** Short problem **
Reproduce the following lines word for word.

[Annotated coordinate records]
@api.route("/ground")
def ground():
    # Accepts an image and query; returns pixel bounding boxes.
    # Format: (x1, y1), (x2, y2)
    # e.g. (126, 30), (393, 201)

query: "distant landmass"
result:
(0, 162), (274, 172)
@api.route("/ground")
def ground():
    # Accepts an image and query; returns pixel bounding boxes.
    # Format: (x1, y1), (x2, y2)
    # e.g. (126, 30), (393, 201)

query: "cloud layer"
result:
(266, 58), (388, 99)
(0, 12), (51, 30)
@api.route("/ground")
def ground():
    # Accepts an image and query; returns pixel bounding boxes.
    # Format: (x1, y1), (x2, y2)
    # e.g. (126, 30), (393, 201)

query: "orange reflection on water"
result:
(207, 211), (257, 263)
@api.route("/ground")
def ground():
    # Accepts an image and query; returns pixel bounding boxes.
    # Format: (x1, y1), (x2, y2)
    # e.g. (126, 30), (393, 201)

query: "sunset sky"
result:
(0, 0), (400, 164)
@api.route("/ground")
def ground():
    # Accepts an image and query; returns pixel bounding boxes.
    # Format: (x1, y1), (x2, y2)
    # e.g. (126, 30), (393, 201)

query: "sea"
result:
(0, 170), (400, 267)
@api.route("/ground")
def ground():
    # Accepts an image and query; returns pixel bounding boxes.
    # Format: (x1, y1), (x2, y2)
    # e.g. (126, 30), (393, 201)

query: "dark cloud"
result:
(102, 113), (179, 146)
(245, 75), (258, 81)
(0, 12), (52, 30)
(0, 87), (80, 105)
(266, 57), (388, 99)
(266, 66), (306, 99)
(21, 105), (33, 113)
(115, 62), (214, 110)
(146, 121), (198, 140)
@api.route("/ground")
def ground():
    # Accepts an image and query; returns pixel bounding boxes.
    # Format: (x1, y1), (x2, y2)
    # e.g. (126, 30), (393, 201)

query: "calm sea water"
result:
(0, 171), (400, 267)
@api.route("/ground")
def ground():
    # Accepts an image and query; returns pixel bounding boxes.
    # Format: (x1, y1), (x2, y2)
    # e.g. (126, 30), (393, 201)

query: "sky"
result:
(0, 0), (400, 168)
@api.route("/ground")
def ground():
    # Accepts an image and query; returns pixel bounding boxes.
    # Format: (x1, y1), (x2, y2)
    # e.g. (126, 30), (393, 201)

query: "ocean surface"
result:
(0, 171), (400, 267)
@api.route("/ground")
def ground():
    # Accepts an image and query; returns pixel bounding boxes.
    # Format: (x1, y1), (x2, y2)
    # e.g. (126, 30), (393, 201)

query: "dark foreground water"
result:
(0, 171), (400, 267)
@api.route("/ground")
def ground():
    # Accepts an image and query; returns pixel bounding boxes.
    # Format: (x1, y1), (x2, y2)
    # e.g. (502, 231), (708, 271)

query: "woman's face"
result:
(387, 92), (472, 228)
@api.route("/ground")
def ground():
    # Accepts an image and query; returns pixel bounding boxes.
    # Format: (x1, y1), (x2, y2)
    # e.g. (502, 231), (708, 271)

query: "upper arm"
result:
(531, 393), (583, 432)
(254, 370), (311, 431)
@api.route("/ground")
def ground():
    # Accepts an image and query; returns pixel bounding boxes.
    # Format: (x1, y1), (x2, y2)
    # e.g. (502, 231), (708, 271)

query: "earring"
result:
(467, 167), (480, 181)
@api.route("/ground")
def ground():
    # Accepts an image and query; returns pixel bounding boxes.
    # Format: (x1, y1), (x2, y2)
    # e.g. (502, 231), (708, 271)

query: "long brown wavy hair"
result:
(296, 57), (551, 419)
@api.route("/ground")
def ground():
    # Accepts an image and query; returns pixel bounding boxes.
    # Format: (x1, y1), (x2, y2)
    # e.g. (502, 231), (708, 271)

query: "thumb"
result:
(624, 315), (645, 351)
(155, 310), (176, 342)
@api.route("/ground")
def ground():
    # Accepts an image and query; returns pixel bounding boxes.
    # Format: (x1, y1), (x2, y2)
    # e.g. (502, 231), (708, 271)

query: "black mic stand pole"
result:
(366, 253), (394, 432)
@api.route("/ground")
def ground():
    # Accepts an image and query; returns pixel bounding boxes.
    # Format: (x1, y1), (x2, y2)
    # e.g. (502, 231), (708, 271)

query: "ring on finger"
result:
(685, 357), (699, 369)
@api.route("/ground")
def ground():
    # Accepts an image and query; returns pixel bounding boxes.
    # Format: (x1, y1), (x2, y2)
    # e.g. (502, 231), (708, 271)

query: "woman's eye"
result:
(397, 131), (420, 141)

** Worked answer **
@api.route("/ground")
def ground():
    # Accepts an image and query; returns pixel bounding boxes.
    # Format: (x1, y1), (x2, y2)
    # e.g. (126, 30), (393, 201)

query: "distant landmass"
result:
(0, 162), (274, 172)
@api.route("/ground")
def ground():
    # Accepts an image and query; returns pixel bounding boxes.
    # Format: (x1, y1), (x2, y2)
    # e.g. (126, 30), (393, 201)

query: "cloud layer"
result:
(266, 58), (388, 99)
(0, 12), (51, 30)
@api.route("/ground")
def ground():
    # Accepts an image and query; returns pixel bounding boxes.
    # Format: (x1, y1), (x2, y2)
    # e.g. (126, 30), (393, 201)

query: "orange reflection on water"
result:
(207, 211), (257, 263)
@api.route("/ground")
def ground():
    # Accepts an image and query; returns pixel bounding boxes.
    # Format: (x1, y1), (x2, y2)
    # e.g. (126, 30), (393, 201)

query: "sunset sky"
result:
(0, 0), (400, 164)
@api.route("/ground")
def ground():
    # Accepts an image and query; returns pixel bounding boxes.
    # Format: (x1, y1), (x2, y2)
    # e.g. (126, 30), (393, 201)

query: "sea"
result:
(0, 170), (400, 267)
@api.route("/ground")
def ground():
    # Accepts an image and query; returns pixel bounding boxes.
    # Format: (x1, y1), (x2, y2)
    # e.g. (126, 30), (393, 201)

query: "dark cloud"
result:
(102, 113), (179, 146)
(245, 75), (258, 81)
(0, 12), (52, 30)
(0, 87), (80, 105)
(266, 57), (388, 99)
(266, 66), (306, 99)
(21, 105), (33, 113)
(115, 62), (214, 110)
(146, 121), (198, 140)
@api.route("/ground")
def ground():
    # Accepts an image and query; returns pixel bounding boxes.
    # Format: (x1, y1), (x2, y2)
    # e.g. (126, 30), (393, 201)

query: "calm sea water"
result:
(0, 171), (400, 267)
@api.route("/ground")
def ground():
    # Accepts an image and query; returns pixel bounding boxes.
    # Format: (x1, y1), (x2, y2)
    # e.g. (126, 30), (393, 201)

query: "sky"
result:
(0, 0), (400, 168)
@api.route("/ground")
def ground():
    # Accepts an image and query; returns pixel bounding boxes.
    # Format: (x1, y1), (x2, y2)
    # e.g. (126, 30), (393, 201)

query: "ocean surface"
result:
(0, 171), (400, 267)
@api.route("/ground")
def ground():
    # Accepts an image and query; returns pixel bounding boxes.
    # Format: (x1, y1), (x2, y2)
    # e.g. (126, 30), (393, 201)

query: "dark foreground water"
result:
(0, 171), (400, 267)
@api.route("/ground")
def ground():
    # Accepts an image and query; returns pixel bounding boxes.
    # Format: (x1, y1), (x2, y2)
    # e.g. (502, 231), (708, 271)

query: "woman's face"
result:
(387, 92), (472, 228)
@api.route("/ground")
def ground():
    # Accepts an image and query; returns pixel bounding boxes.
    # Format: (x1, y1), (x2, y2)
    # e.g. (502, 231), (708, 271)

query: "upper arm"
result:
(531, 393), (583, 432)
(254, 370), (311, 431)
@api.route("/ground")
def ground():
    # Accepts an image and query; returns pixel bounding boxes.
    # Format: (x1, y1), (x2, y2)
    # e.g. (502, 231), (708, 271)

query: "earring"
result:
(467, 167), (480, 181)
@api.route("/ground")
def ground():
    # Accepts an image and query; returns pixel bounding boxes.
    # Format: (x1, y1), (x2, y2)
    # e.g. (502, 231), (708, 271)

query: "long brown wavy hair"
result:
(296, 57), (551, 419)
@api.route("/ground")
def ground():
    # Accepts an image and query; returns pixel bounding boxes.
    # Format: (x1, y1), (x2, y2)
    # e.g. (502, 231), (708, 271)

query: "thumb"
result:
(624, 315), (645, 351)
(155, 310), (176, 342)
@api.route("/ground")
def ground():
    # Accepts an image and query; returns pixel bounding boxes.
    # Format: (x1, y1), (x2, y2)
    # e.g. (502, 231), (708, 271)

query: "black mic stand pole"
result:
(366, 253), (394, 432)
@api.route("/ground")
def ground():
    # Accepts an image and query; returns pixel bounding boxes.
    # Format: (x1, y1), (x2, y2)
    # e.g. (502, 231), (708, 271)

query: "ring on finger"
result:
(685, 357), (699, 369)
@api.route("/ground")
def ground():
    # Accepts an image and query; returns pixel bounding boxes.
    # Format: (x1, y1), (x2, y2)
    # e.g. (502, 231), (708, 271)

query: "woman's eye"
result:
(397, 131), (420, 141)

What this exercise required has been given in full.